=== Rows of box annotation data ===
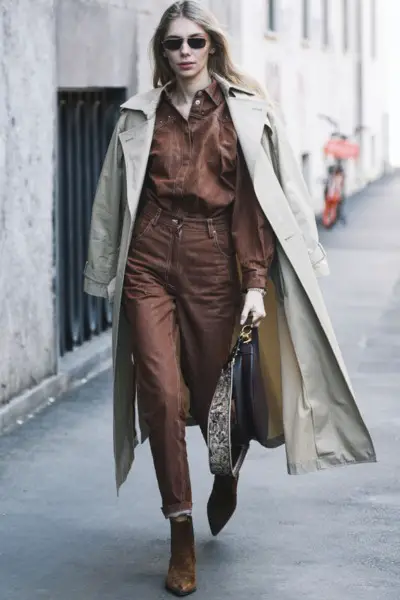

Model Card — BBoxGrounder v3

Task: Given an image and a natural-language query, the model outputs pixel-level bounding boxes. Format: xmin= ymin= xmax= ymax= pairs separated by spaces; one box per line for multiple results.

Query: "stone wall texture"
xmin=0 ymin=0 xmax=56 ymax=404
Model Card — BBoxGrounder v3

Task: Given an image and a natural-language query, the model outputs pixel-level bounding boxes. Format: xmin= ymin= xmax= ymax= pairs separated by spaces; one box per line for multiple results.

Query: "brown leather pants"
xmin=123 ymin=202 xmax=241 ymax=517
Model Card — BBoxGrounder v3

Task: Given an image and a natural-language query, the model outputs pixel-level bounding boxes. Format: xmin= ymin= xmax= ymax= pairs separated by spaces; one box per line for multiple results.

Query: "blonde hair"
xmin=151 ymin=0 xmax=266 ymax=97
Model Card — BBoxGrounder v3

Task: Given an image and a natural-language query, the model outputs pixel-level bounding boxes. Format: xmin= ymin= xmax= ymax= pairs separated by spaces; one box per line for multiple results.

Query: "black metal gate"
xmin=56 ymin=88 xmax=126 ymax=356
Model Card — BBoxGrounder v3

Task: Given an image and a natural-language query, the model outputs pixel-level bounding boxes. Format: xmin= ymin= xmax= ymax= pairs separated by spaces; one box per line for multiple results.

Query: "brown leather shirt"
xmin=144 ymin=81 xmax=275 ymax=289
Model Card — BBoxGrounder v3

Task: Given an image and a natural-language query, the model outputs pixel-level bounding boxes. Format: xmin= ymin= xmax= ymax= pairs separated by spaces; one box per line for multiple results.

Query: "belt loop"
xmin=151 ymin=208 xmax=162 ymax=227
xmin=207 ymin=219 xmax=214 ymax=238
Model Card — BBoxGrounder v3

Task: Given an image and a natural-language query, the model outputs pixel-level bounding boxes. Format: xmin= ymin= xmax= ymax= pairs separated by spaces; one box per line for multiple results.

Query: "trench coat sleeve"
xmin=232 ymin=147 xmax=275 ymax=291
xmin=268 ymin=111 xmax=329 ymax=276
xmin=84 ymin=118 xmax=123 ymax=299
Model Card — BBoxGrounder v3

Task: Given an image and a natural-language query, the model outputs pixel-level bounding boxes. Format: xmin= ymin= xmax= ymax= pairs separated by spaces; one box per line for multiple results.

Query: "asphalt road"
xmin=0 ymin=171 xmax=400 ymax=600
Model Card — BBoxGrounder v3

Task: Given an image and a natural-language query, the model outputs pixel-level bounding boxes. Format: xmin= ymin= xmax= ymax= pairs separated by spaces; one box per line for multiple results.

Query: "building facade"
xmin=0 ymin=0 xmax=385 ymax=406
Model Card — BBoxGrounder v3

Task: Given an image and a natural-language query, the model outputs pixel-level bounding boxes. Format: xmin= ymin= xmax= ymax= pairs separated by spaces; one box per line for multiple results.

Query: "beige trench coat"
xmin=85 ymin=79 xmax=376 ymax=489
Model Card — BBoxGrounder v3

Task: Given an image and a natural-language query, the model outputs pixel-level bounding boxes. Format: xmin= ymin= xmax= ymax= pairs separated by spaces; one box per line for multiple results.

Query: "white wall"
xmin=381 ymin=0 xmax=400 ymax=167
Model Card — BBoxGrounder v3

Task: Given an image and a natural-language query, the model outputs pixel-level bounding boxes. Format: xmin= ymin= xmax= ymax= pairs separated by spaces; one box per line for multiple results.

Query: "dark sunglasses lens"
xmin=188 ymin=38 xmax=206 ymax=50
xmin=163 ymin=38 xmax=183 ymax=52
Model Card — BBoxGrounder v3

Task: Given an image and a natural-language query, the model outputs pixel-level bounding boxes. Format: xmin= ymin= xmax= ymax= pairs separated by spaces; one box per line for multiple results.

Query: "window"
xmin=302 ymin=0 xmax=310 ymax=40
xmin=322 ymin=0 xmax=329 ymax=46
xmin=267 ymin=0 xmax=277 ymax=31
xmin=342 ymin=0 xmax=349 ymax=52
xmin=371 ymin=0 xmax=377 ymax=58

=== WHAT TO WORK ON ===
Can you rewrite all of the data above with "BBoxGrounder v3" renamed to "BBoxGrounder v4" and everything else left unchanged? Omit the pictures from your answer.

=== EXERCISE ANSWER ===
Model Card — BBoxGrounder v4

Task: Given an image and a natural-language query, the model outputs pixel-level bounding boxes. Format: xmin= ymin= xmax= ymax= pairs separated by spaces; one box per line for multiple results.

Query: "stone wall texture"
xmin=0 ymin=0 xmax=56 ymax=404
Model Card — BBoxGrounder v4

Task: Given an image and a natural-language query, the model outputs pixel-level bounding boxes. Format: xmin= ymin= xmax= ymax= pairs separated by spaces; one box per line for multiple results.

Query: "brown leather pants"
xmin=123 ymin=202 xmax=241 ymax=517
Model Card — BBoxGrounder v4

Task: Given an image and a natural-language query, the model outputs pixel-level bounding boxes. Format: xmin= ymin= xmax= ymax= pairs separated by spaces; one box per line for multiple results.

Query: "blonde hair"
xmin=151 ymin=0 xmax=266 ymax=97
Model Card — BBoxGrounder v4

Task: Given an image and a natural-language query, the model outputs pixel-level bounding boxes. Format: xmin= ymin= xmax= ymax= pairs separated by spaces; one box per line for multiple results.

Query: "black metal gate"
xmin=56 ymin=88 xmax=126 ymax=356
Model Card — BBoxGrounder v4

Task: Given an image and a natural-language query, the model outputs pixel-level bounding boxes. Format: xmin= ymin= xmax= ymax= pairs separated by spaces; one box per line for multiple results.

Query: "brown leather shirt"
xmin=144 ymin=81 xmax=275 ymax=289
Model Card — BBoxGrounder v4

Task: Given an image and a natural-language query, the model outputs pixel-level bounding boxes. Format: xmin= ymin= xmax= ymax= pairs separated by spaces; one box per line for multiple results.

Query: "belt loop"
xmin=151 ymin=208 xmax=162 ymax=227
xmin=207 ymin=219 xmax=214 ymax=238
Model Card — BBoxGrounder v4

Task: Given an image and a natural-language query, the model outputs pixel-level bounding boxes. Format: xmin= ymin= xmax= ymax= pairs separated by spaces; one box per line for multiple results.

Query: "trench coat sleeve"
xmin=232 ymin=147 xmax=275 ymax=291
xmin=268 ymin=111 xmax=329 ymax=276
xmin=84 ymin=118 xmax=123 ymax=299
Model Card — BBoxGrounder v4

Task: Given an image and a natural-language query, the model outputs pixel-level bounding boxes. Format: xmin= ymin= xmax= ymax= pairs separated by spaces; one box per line for multiple results.

Query: "asphalt road"
xmin=0 ymin=171 xmax=400 ymax=600
Model Card — BBoxGrounder v4

Task: Given an image and a natural-language query, the model outputs pixel-level bounding boxes. Format: xmin= ymin= xmax= ymax= pairs separated by spaces; one box per line for multiple results.

Query: "building facade"
xmin=0 ymin=0 xmax=385 ymax=406
Model Card — BBoxGrounder v4

Task: Given an image and a natural-language query, the model outputs pixel-level bounding boxes. Format: xmin= ymin= xmax= ymax= pairs separated by spaces; one box per line for multiple results.

Query: "beige trench coat"
xmin=85 ymin=79 xmax=376 ymax=489
Model Card — BBoxGrounder v4

Task: Given an image and a natural-language query, the model outputs pixel-level bounding boxes. Format: xmin= ymin= xmax= ymax= pairs separated by spaces; one box per line for multiple results.

Query: "white wall"
xmin=381 ymin=0 xmax=400 ymax=167
Model Card — BBoxGrounder v4

Task: Given an image and a natural-language query, the model outputs pixel-level bounding boxes. Format: xmin= ymin= xmax= ymax= pairs separated by spaces; one box per line for multiple results.

Query: "dark sunglasses lens"
xmin=188 ymin=38 xmax=206 ymax=50
xmin=163 ymin=38 xmax=183 ymax=52
Model Card — BBoxGrounder v4

Task: Given an image and a natural-language query, the model outputs pixel-level bounding boxes. Format: xmin= ymin= xmax= ymax= pairs separated by spaces; one box per line for multiple results.

Query: "window"
xmin=302 ymin=0 xmax=310 ymax=40
xmin=322 ymin=0 xmax=329 ymax=46
xmin=267 ymin=0 xmax=277 ymax=31
xmin=342 ymin=0 xmax=349 ymax=52
xmin=371 ymin=0 xmax=377 ymax=58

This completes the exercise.